Each entry listed below should be reproduced word for word.

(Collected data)
───

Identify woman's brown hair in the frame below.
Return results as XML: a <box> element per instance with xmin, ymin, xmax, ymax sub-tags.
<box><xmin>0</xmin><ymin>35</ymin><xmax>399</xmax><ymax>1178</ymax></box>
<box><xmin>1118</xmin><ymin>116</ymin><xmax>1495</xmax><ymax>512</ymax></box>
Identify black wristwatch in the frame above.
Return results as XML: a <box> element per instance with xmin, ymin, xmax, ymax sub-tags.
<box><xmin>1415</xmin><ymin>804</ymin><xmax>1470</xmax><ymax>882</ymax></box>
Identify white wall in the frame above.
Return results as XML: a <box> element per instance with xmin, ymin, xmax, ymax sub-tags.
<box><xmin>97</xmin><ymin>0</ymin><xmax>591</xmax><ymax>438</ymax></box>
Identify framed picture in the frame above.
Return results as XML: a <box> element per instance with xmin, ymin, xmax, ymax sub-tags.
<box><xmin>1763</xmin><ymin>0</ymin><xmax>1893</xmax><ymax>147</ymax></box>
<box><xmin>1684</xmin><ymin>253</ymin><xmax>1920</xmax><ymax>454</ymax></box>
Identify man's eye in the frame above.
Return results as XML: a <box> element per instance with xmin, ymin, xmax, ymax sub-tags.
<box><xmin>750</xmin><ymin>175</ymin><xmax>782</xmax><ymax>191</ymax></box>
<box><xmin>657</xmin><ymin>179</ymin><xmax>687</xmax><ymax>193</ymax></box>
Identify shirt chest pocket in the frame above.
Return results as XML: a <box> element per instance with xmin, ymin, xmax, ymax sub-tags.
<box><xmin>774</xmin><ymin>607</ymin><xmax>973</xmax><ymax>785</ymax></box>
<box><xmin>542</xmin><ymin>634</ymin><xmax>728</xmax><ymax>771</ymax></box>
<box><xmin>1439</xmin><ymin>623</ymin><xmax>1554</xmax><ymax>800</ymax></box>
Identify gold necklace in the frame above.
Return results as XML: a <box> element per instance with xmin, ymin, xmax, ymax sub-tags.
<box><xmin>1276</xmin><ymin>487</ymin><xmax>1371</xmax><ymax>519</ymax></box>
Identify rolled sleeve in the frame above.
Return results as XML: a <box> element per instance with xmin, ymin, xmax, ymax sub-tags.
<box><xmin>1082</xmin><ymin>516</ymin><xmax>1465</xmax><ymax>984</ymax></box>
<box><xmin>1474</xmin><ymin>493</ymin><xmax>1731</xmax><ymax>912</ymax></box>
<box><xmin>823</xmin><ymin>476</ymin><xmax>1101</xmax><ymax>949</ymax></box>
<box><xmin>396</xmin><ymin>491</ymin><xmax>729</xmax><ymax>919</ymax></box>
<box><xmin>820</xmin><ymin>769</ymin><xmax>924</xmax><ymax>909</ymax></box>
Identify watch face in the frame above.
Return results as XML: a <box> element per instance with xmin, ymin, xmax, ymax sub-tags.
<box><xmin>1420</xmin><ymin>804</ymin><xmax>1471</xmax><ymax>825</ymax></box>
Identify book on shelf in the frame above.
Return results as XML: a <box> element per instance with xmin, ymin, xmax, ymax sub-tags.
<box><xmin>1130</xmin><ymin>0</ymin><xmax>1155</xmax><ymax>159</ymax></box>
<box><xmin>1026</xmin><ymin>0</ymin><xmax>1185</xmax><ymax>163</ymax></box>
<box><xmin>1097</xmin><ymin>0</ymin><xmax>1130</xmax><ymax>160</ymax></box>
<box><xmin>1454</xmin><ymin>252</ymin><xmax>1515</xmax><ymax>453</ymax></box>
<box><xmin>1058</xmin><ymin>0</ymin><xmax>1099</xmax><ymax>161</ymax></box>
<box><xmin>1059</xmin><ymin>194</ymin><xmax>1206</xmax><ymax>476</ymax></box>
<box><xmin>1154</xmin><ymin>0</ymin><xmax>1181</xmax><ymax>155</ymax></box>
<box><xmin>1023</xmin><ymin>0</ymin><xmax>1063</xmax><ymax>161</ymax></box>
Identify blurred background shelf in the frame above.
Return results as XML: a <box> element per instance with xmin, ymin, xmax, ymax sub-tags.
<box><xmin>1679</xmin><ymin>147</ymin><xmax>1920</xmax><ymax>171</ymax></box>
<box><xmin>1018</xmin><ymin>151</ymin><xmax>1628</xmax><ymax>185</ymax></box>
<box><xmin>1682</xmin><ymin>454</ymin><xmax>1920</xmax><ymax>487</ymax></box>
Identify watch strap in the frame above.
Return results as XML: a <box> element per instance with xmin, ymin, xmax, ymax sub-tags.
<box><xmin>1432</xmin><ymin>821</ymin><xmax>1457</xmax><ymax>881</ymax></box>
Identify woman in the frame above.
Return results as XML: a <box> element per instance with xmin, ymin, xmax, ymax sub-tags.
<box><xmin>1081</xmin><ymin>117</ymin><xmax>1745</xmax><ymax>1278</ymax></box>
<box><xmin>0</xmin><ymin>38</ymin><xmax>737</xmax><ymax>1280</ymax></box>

───

Your solution:
Identify woman's brown hair in the frame below.
Return results as XML: a <box> element per instance with xmin, ymin, xmax, ymax sub-tags.
<box><xmin>0</xmin><ymin>35</ymin><xmax>399</xmax><ymax>1178</ymax></box>
<box><xmin>1118</xmin><ymin>116</ymin><xmax>1495</xmax><ymax>512</ymax></box>
Identify black wristwatch in the frame above.
Return results as XML: a <box> element per instance with xmin, ymin, xmax, ymax sub-tags.
<box><xmin>1415</xmin><ymin>804</ymin><xmax>1470</xmax><ymax>882</ymax></box>
Identify white wall in the frame above.
Return results as XML: a <box> element per instance with xmin, ymin, xmax, ymax sub-tags.
<box><xmin>97</xmin><ymin>0</ymin><xmax>591</xmax><ymax>438</ymax></box>
Identify framed picture in the frame above.
Return results as XML: a <box> element per instance with xmin, ymin, xmax, ymax sub-tags.
<box><xmin>1763</xmin><ymin>0</ymin><xmax>1893</xmax><ymax>147</ymax></box>
<box><xmin>1684</xmin><ymin>253</ymin><xmax>1920</xmax><ymax>454</ymax></box>
Identify man's eye in the frame above.
Return results as XML: a <box> element per instance with xmin, ymin, xmax, ymax sub-tags.
<box><xmin>750</xmin><ymin>175</ymin><xmax>782</xmax><ymax>191</ymax></box>
<box><xmin>657</xmin><ymin>179</ymin><xmax>687</xmax><ymax>193</ymax></box>
Identify shirt chest pocket in the frame above.
Return results as XML: a <box> element per instance with xmin, ymin, xmax, ymax sub-tags.
<box><xmin>774</xmin><ymin>607</ymin><xmax>973</xmax><ymax>785</ymax></box>
<box><xmin>542</xmin><ymin>634</ymin><xmax>728</xmax><ymax>771</ymax></box>
<box><xmin>1439</xmin><ymin>623</ymin><xmax>1554</xmax><ymax>800</ymax></box>
Identify gold necklace in the frame above.
Return results as XML: a <box> element per instance with xmin, ymin, xmax, ymax sub-tags.
<box><xmin>1276</xmin><ymin>487</ymin><xmax>1371</xmax><ymax>519</ymax></box>
Identify rolled sleeve in the frame above.
Return results as XML: a <box> element per instance with xmin, ymin, xmax, ymax sub-tags.
<box><xmin>1082</xmin><ymin>516</ymin><xmax>1465</xmax><ymax>984</ymax></box>
<box><xmin>1474</xmin><ymin>493</ymin><xmax>1731</xmax><ymax>912</ymax></box>
<box><xmin>823</xmin><ymin>476</ymin><xmax>1101</xmax><ymax>949</ymax></box>
<box><xmin>396</xmin><ymin>491</ymin><xmax>729</xmax><ymax>919</ymax></box>
<box><xmin>820</xmin><ymin>769</ymin><xmax>924</xmax><ymax>909</ymax></box>
Identify watch face in the frame above.
Return results as XML: a <box> element per instance with xmin, ymin, xmax, ymax sub-tags.
<box><xmin>1420</xmin><ymin>804</ymin><xmax>1471</xmax><ymax>825</ymax></box>
Identify book on shelf in the frame above.
Return results as XML: a <box> element per instance with xmin, ymin, xmax, ymax sub-tags.
<box><xmin>1130</xmin><ymin>0</ymin><xmax>1155</xmax><ymax>159</ymax></box>
<box><xmin>1026</xmin><ymin>0</ymin><xmax>1185</xmax><ymax>163</ymax></box>
<box><xmin>1097</xmin><ymin>0</ymin><xmax>1130</xmax><ymax>160</ymax></box>
<box><xmin>1454</xmin><ymin>252</ymin><xmax>1515</xmax><ymax>453</ymax></box>
<box><xmin>1058</xmin><ymin>0</ymin><xmax>1099</xmax><ymax>161</ymax></box>
<box><xmin>1059</xmin><ymin>194</ymin><xmax>1206</xmax><ymax>476</ymax></box>
<box><xmin>1154</xmin><ymin>0</ymin><xmax>1181</xmax><ymax>155</ymax></box>
<box><xmin>1023</xmin><ymin>0</ymin><xmax>1063</xmax><ymax>161</ymax></box>
Identify blurred background shelf in the frame above.
Return results as XML: a <box> element per instance with xmin, ymin, xmax, ymax sub-tags.
<box><xmin>1679</xmin><ymin>147</ymin><xmax>1920</xmax><ymax>171</ymax></box>
<box><xmin>1018</xmin><ymin>151</ymin><xmax>1628</xmax><ymax>185</ymax></box>
<box><xmin>1682</xmin><ymin>454</ymin><xmax>1920</xmax><ymax>487</ymax></box>
Identify watch strap in the frame above.
Return results as XML: a <box> element per instance with xmin, ymin, xmax, ymax sub-tags.
<box><xmin>1432</xmin><ymin>821</ymin><xmax>1457</xmax><ymax>881</ymax></box>
Identify woman in the frame above.
Return results as XML: a <box> element per instance with xmin, ymin, xmax, ymax sub-tags.
<box><xmin>1081</xmin><ymin>117</ymin><xmax>1745</xmax><ymax>1278</ymax></box>
<box><xmin>0</xmin><ymin>38</ymin><xmax>737</xmax><ymax>1280</ymax></box>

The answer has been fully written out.